[START OF Supplied data]
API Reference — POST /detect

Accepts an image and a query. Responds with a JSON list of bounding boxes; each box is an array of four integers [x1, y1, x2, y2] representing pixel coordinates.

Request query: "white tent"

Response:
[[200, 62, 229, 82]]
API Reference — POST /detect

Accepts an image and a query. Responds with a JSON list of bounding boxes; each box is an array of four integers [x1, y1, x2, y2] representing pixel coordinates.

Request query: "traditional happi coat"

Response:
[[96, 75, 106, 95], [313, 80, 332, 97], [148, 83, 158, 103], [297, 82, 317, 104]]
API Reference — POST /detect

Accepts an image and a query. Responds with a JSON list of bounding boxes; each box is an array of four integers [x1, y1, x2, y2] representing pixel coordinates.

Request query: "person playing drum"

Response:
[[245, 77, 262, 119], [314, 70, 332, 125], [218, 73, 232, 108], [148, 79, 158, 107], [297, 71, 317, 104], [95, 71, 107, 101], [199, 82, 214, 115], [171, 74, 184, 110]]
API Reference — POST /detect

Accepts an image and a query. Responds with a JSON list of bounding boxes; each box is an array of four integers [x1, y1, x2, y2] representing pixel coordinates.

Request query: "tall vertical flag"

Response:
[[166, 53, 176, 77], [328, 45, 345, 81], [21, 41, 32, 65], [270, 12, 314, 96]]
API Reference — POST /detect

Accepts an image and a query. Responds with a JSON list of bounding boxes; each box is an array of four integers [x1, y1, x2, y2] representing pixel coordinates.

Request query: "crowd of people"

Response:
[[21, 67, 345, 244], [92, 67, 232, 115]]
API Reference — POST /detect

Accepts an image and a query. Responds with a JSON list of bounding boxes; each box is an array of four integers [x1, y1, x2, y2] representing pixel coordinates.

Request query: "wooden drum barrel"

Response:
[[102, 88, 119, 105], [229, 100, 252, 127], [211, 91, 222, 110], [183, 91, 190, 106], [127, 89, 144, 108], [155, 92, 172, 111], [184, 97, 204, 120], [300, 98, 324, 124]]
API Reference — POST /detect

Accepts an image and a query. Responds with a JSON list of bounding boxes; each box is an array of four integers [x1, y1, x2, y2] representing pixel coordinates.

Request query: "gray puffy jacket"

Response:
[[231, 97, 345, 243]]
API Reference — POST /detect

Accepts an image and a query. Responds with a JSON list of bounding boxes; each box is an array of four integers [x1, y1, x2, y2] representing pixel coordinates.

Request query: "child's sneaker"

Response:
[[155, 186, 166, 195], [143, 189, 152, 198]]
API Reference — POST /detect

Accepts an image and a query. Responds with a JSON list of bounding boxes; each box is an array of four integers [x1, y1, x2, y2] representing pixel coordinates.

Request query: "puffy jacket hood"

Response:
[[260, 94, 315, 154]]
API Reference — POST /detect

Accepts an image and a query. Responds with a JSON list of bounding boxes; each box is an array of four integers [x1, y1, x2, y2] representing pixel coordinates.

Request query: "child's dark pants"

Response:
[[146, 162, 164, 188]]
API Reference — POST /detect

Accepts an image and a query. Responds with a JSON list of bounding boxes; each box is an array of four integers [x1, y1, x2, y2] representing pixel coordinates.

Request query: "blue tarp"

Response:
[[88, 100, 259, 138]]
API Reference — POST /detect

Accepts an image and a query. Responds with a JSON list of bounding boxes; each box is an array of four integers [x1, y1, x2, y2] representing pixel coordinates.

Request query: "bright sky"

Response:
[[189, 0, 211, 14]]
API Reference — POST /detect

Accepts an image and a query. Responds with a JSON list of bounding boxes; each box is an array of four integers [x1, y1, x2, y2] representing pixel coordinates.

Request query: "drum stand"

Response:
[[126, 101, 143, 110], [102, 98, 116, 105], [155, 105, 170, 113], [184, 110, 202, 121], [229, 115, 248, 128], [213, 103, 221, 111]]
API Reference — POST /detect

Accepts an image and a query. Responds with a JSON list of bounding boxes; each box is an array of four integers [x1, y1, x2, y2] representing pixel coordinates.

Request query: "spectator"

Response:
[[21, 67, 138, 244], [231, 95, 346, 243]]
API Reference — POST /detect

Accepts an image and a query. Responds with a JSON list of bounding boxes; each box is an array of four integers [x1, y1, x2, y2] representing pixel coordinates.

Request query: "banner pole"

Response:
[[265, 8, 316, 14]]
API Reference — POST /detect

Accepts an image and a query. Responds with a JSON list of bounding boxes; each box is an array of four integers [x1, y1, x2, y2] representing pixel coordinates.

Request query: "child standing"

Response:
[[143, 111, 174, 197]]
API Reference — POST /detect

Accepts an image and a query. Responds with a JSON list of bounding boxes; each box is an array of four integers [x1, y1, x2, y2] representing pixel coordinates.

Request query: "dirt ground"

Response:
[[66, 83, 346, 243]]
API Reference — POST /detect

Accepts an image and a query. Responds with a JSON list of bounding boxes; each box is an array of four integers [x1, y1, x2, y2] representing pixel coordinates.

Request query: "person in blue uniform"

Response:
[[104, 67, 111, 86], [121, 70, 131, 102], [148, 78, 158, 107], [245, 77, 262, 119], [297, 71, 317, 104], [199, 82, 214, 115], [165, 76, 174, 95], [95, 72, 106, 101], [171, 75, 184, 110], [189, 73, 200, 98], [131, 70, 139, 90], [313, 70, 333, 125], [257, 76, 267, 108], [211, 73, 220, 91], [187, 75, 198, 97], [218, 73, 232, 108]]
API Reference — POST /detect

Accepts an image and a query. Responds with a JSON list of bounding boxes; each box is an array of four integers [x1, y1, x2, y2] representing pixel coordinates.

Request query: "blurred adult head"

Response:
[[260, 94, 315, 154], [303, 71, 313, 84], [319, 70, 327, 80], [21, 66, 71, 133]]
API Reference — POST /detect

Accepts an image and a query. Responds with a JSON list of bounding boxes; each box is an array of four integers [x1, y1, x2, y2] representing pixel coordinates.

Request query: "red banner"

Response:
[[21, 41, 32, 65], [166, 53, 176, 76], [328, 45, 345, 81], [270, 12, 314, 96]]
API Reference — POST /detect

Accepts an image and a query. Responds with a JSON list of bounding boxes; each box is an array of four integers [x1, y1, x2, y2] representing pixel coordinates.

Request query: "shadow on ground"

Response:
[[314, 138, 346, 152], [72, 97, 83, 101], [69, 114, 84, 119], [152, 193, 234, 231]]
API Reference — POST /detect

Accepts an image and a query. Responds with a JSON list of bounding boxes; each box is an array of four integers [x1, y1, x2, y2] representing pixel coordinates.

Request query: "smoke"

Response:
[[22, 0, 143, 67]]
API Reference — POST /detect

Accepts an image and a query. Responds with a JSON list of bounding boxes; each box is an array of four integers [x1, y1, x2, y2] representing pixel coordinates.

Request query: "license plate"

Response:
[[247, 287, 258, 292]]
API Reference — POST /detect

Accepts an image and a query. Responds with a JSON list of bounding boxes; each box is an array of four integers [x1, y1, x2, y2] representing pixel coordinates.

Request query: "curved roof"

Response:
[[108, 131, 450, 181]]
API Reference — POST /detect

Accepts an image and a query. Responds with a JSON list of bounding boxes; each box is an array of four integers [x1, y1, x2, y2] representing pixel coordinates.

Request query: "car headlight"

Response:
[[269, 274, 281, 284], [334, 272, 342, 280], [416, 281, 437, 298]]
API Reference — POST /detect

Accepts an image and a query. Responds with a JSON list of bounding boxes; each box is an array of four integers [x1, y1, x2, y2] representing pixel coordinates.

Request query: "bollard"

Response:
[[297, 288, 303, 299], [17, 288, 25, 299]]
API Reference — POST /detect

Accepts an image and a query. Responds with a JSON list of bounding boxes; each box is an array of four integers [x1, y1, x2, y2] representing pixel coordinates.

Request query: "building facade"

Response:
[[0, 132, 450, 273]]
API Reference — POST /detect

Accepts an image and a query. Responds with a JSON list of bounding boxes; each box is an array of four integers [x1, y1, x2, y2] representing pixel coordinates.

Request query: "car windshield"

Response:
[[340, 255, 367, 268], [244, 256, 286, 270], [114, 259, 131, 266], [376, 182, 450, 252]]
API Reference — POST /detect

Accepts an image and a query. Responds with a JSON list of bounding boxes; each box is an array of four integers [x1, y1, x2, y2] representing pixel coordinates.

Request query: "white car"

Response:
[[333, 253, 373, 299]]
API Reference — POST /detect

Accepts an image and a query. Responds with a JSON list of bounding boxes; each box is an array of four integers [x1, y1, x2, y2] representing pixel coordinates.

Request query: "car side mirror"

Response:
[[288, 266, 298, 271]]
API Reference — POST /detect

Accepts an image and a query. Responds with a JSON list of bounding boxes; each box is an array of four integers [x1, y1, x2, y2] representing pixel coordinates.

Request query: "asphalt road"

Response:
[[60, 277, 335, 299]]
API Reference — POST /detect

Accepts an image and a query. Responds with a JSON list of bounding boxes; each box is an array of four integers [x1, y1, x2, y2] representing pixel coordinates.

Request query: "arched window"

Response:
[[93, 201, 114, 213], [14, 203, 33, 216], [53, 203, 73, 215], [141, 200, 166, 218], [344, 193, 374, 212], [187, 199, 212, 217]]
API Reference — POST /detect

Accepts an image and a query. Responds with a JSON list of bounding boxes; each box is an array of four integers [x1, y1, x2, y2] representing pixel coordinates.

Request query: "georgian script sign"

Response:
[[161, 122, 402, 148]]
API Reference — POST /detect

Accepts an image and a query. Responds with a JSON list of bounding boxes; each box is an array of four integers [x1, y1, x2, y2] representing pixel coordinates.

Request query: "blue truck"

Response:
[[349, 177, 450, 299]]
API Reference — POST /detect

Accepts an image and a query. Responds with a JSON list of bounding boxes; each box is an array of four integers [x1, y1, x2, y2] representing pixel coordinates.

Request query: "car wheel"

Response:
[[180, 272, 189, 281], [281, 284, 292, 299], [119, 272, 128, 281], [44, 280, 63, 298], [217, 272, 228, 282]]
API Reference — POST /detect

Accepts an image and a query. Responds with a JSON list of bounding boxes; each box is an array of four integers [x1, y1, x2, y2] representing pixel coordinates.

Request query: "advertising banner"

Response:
[END OF Supplied data]
◆ Work instructions ◆
Copy the records word for word, from the very first line through the line that contains "[[200, 62, 229, 82]]", and stop there.

◆ Result of the task ◆
API Reference — POST /detect

Accepts an image and a query. Responds with a JSON list of bounding boxes; each box is an array of four integers [x1, y1, x2, y2] representing pixel coordinates.

Request query: "white tent"

Response:
[[200, 62, 229, 82]]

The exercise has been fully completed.